◆ **OBJECTIF**
Quelles lignes des items ci-dessous contiennent le mot « wall » ? Affichez-les toutes en tenant compte de la casse.

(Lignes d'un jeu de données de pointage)
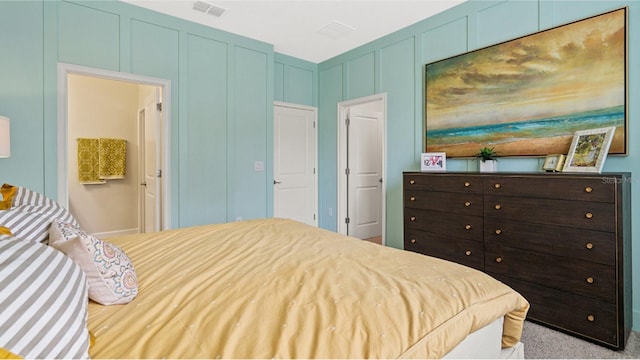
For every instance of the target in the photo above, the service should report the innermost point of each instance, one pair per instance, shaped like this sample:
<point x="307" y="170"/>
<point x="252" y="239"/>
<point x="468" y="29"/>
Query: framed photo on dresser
<point x="433" y="161"/>
<point x="589" y="150"/>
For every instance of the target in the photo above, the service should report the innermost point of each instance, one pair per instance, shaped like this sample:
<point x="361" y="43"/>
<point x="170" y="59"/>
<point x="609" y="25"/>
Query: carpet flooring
<point x="543" y="343"/>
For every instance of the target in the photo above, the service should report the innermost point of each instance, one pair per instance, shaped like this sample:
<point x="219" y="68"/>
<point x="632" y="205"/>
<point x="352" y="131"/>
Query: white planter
<point x="487" y="166"/>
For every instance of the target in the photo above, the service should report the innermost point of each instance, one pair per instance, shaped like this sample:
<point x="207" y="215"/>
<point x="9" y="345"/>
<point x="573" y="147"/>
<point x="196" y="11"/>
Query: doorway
<point x="295" y="183"/>
<point x="91" y="104"/>
<point x="361" y="167"/>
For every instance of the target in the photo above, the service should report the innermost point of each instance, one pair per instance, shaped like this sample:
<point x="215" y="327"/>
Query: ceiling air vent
<point x="336" y="30"/>
<point x="210" y="9"/>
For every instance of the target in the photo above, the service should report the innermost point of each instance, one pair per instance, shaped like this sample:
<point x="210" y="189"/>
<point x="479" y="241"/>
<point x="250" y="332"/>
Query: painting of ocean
<point x="495" y="134"/>
<point x="528" y="96"/>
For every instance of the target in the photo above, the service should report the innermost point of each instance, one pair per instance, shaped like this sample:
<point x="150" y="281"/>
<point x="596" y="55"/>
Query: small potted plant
<point x="488" y="158"/>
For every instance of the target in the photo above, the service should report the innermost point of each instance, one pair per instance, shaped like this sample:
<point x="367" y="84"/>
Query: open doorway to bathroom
<point x="105" y="109"/>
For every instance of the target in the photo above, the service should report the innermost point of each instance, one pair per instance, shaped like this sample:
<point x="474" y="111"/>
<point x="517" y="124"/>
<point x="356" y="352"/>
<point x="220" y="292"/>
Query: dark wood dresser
<point x="562" y="240"/>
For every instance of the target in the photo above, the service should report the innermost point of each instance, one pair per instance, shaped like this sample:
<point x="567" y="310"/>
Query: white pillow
<point x="43" y="302"/>
<point x="112" y="277"/>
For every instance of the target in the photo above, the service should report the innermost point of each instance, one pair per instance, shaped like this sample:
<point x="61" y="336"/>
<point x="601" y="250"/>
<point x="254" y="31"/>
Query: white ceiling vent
<point x="336" y="30"/>
<point x="210" y="9"/>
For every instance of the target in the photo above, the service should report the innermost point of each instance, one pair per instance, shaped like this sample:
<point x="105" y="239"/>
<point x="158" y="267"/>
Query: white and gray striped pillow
<point x="43" y="302"/>
<point x="32" y="214"/>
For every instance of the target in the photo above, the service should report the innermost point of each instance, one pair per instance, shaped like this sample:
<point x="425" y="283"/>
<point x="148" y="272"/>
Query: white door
<point x="364" y="161"/>
<point x="294" y="163"/>
<point x="150" y="209"/>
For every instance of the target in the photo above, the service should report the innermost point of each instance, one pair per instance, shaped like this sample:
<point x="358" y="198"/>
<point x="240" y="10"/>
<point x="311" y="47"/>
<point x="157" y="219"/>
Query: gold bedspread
<point x="275" y="288"/>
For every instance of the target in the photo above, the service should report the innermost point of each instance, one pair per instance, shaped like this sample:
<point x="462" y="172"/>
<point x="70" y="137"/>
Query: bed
<point x="276" y="288"/>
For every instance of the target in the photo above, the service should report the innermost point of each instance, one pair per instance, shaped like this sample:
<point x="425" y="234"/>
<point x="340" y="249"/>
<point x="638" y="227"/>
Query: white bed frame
<point x="486" y="344"/>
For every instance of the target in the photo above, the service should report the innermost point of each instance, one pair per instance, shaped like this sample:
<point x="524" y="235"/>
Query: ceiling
<point x="312" y="30"/>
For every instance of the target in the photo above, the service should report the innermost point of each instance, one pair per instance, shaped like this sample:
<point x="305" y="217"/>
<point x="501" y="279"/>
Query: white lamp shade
<point x="5" y="137"/>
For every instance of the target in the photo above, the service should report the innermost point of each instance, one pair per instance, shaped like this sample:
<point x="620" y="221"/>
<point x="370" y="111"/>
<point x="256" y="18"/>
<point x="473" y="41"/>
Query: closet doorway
<point x="361" y="167"/>
<point x="94" y="104"/>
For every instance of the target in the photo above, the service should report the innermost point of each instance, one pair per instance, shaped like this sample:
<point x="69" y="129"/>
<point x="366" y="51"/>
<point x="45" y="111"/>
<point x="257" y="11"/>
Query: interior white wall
<point x="104" y="108"/>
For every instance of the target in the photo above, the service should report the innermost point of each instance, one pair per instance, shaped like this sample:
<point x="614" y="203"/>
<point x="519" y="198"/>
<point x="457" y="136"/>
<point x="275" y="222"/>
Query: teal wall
<point x="394" y="65"/>
<point x="221" y="104"/>
<point x="223" y="87"/>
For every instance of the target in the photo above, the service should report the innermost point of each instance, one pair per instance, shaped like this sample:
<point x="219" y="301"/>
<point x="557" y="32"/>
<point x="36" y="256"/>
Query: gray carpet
<point x="543" y="343"/>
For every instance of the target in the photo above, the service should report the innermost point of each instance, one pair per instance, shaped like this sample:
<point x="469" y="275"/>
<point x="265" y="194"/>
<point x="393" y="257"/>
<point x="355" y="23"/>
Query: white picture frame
<point x="589" y="150"/>
<point x="436" y="161"/>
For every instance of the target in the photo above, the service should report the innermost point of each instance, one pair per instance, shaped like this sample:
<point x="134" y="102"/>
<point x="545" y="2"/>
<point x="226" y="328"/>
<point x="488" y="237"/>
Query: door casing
<point x="311" y="167"/>
<point x="342" y="112"/>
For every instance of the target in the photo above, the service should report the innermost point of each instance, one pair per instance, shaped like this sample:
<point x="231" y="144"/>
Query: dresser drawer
<point x="588" y="245"/>
<point x="458" y="203"/>
<point x="565" y="187"/>
<point x="579" y="214"/>
<point x="573" y="276"/>
<point x="462" y="251"/>
<point x="438" y="222"/>
<point x="443" y="182"/>
<point x="577" y="315"/>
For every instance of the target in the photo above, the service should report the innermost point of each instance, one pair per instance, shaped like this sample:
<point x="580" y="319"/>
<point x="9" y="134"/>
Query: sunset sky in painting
<point x="574" y="68"/>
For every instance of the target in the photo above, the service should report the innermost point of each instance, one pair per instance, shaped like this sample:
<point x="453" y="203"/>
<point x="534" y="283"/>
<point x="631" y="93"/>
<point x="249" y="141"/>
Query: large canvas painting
<point x="528" y="96"/>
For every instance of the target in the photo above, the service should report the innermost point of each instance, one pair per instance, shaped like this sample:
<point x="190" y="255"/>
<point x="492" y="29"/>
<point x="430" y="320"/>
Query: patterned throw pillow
<point x="112" y="277"/>
<point x="43" y="302"/>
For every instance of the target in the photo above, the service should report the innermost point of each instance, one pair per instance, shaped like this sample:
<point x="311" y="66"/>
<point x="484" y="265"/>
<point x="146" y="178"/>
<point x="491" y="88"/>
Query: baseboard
<point x="108" y="234"/>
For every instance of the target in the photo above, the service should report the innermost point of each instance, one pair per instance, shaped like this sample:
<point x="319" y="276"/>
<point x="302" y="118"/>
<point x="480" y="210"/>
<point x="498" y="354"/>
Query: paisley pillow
<point x="112" y="277"/>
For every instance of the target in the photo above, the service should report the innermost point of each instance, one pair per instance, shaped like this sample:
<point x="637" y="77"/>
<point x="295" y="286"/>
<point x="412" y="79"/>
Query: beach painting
<point x="528" y="96"/>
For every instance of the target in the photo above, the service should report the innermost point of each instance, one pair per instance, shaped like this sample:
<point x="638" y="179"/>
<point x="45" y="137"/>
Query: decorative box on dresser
<point x="562" y="240"/>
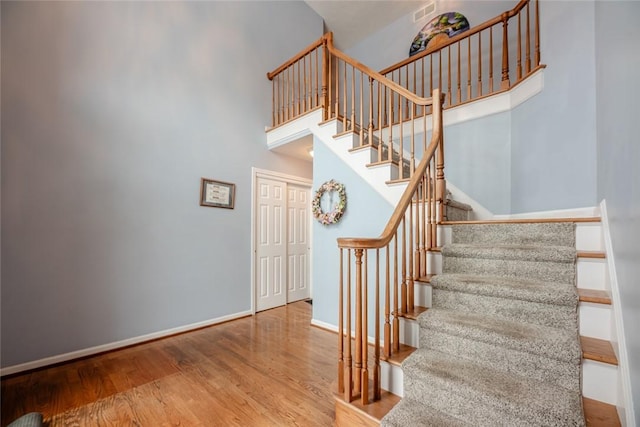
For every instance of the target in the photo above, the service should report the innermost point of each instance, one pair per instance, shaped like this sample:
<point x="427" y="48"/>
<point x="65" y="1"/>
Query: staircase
<point x="500" y="344"/>
<point x="496" y="322"/>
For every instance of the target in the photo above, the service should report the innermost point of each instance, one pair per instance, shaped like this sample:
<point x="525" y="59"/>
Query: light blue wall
<point x="559" y="155"/>
<point x="618" y="94"/>
<point x="487" y="181"/>
<point x="111" y="114"/>
<point x="366" y="215"/>
<point x="553" y="136"/>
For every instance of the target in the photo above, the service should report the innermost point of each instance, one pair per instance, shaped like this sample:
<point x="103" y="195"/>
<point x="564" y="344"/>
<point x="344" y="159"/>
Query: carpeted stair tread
<point x="519" y="252"/>
<point x="530" y="338"/>
<point x="508" y="287"/>
<point x="410" y="413"/>
<point x="467" y="390"/>
<point x="547" y="234"/>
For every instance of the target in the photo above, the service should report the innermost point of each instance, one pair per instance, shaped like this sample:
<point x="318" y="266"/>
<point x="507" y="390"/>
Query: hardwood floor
<point x="272" y="369"/>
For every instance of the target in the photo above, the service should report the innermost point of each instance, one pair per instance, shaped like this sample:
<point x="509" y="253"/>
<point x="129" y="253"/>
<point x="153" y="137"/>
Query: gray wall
<point x="561" y="154"/>
<point x="366" y="215"/>
<point x="112" y="111"/>
<point x="553" y="138"/>
<point x="618" y="94"/>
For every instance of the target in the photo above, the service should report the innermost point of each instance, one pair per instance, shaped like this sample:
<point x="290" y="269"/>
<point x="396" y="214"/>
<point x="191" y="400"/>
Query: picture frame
<point x="217" y="194"/>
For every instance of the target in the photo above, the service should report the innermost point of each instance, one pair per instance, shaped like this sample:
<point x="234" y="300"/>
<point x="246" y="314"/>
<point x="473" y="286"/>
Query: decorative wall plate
<point x="438" y="29"/>
<point x="329" y="203"/>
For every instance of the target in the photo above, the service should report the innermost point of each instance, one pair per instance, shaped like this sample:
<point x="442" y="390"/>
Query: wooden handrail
<point x="300" y="55"/>
<point x="382" y="79"/>
<point x="400" y="210"/>
<point x="490" y="23"/>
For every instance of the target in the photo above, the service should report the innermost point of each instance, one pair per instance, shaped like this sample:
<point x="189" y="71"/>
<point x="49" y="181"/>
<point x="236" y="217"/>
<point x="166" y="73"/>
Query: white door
<point x="271" y="244"/>
<point x="298" y="245"/>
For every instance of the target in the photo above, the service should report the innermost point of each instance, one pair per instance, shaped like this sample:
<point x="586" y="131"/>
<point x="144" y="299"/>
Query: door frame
<point x="289" y="179"/>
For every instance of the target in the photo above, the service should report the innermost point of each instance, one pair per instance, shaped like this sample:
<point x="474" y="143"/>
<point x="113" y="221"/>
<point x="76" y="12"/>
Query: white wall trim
<point x="91" y="351"/>
<point x="289" y="179"/>
<point x="625" y="402"/>
<point x="587" y="212"/>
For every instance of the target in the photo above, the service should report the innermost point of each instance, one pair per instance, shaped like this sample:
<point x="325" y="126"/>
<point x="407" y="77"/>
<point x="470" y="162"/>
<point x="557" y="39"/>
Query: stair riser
<point x="588" y="236"/>
<point x="524" y="311"/>
<point x="564" y="374"/>
<point x="600" y="381"/>
<point x="558" y="234"/>
<point x="547" y="271"/>
<point x="444" y="393"/>
<point x="595" y="320"/>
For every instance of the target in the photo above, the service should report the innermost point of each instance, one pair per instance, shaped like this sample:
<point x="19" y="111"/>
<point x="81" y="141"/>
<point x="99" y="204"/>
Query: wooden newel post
<point x="325" y="78"/>
<point x="505" y="51"/>
<point x="358" y="342"/>
<point x="441" y="184"/>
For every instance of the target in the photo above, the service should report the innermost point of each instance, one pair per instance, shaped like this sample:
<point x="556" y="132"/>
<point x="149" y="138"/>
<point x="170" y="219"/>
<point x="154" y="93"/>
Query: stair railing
<point x="393" y="261"/>
<point x="356" y="96"/>
<point x="476" y="63"/>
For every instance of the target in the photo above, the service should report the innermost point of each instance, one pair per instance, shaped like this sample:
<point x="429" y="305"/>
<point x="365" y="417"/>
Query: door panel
<point x="271" y="247"/>
<point x="298" y="244"/>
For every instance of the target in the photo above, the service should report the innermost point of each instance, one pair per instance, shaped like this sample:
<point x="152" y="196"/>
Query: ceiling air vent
<point x="424" y="11"/>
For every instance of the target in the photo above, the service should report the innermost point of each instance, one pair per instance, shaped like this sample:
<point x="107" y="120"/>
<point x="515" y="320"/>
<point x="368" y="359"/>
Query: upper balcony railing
<point x="487" y="59"/>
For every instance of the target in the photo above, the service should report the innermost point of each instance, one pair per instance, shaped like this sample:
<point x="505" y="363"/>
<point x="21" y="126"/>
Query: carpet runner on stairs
<point x="500" y="345"/>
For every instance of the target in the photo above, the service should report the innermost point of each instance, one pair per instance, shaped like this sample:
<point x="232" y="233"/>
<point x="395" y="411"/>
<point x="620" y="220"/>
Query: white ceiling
<point x="353" y="20"/>
<point x="339" y="16"/>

◆ **RÉPONSE**
Query: interior white wall
Query: teal wall
Query: light blue wall
Query: gray wall
Query: decorative wall plate
Query: white wall trim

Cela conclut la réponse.